--- EXERCISE INPUTS ---

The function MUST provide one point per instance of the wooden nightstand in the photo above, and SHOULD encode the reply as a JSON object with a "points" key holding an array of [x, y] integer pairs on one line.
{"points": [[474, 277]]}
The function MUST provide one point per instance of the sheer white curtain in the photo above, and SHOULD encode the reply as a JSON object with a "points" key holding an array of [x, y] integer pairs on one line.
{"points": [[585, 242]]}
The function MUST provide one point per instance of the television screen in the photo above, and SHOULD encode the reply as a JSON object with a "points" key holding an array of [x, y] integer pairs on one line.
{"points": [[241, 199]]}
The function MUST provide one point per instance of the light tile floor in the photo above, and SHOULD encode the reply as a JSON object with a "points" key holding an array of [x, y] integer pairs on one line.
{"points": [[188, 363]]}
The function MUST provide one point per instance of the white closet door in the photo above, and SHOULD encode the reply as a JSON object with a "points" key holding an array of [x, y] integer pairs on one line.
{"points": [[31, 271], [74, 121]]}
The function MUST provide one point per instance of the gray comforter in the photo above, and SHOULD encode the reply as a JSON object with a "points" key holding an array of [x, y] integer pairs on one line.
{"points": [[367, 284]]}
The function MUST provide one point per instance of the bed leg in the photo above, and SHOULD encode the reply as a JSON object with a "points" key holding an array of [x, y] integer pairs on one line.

---

• **TO DO**
The material above must be output in full. Keep every word as it is.

• **RESPONSE TO THIS TASK**
The function MUST provide one point per instance of the wooden nightstand in the photo above, and SHOULD encode the reply as a JSON object with a "points" key holding an array of [x, y] integer pairs on one line.
{"points": [[474, 277]]}
The function MUST provide one point per instance of the sheer white curtain in the photo above, and SHOULD encode the reply as a JSON object with a "points" key holding an array of [x, y] integer pairs on one line.
{"points": [[585, 242]]}
The function MUST provide one point per instance of the television screen in the photo above, and SHOULD encode the reply as a JSON object with a "points" key holding an array of [x, y] integer pairs on one line.
{"points": [[241, 199]]}
The function MUST provide one point per instance of the light tile floor in the photo above, and SHOULD encode the reply as a JSON object with a "points" key holding an array of [x, y] integer pairs on one line.
{"points": [[188, 363]]}
The function MUST provide one point per instance of the white closet door in the photo above, and SHOULD encode the reply as a JSON object with a "points" key holding an array of [x, y] integer pairs on one line.
{"points": [[31, 271], [74, 121]]}
The function MUST provide one point per instance of the gray comforter in the photo above, and SHOULD encode the reply as a JSON object with a "points" key holding an array of [x, y] integer pairs on one line.
{"points": [[367, 284]]}
The function MUST provide one point per instance of the bed leg in the photo above, and SHOULD encode the reply as a JSON object with a "points" key holding an array of [x, y] integer pairs on one line.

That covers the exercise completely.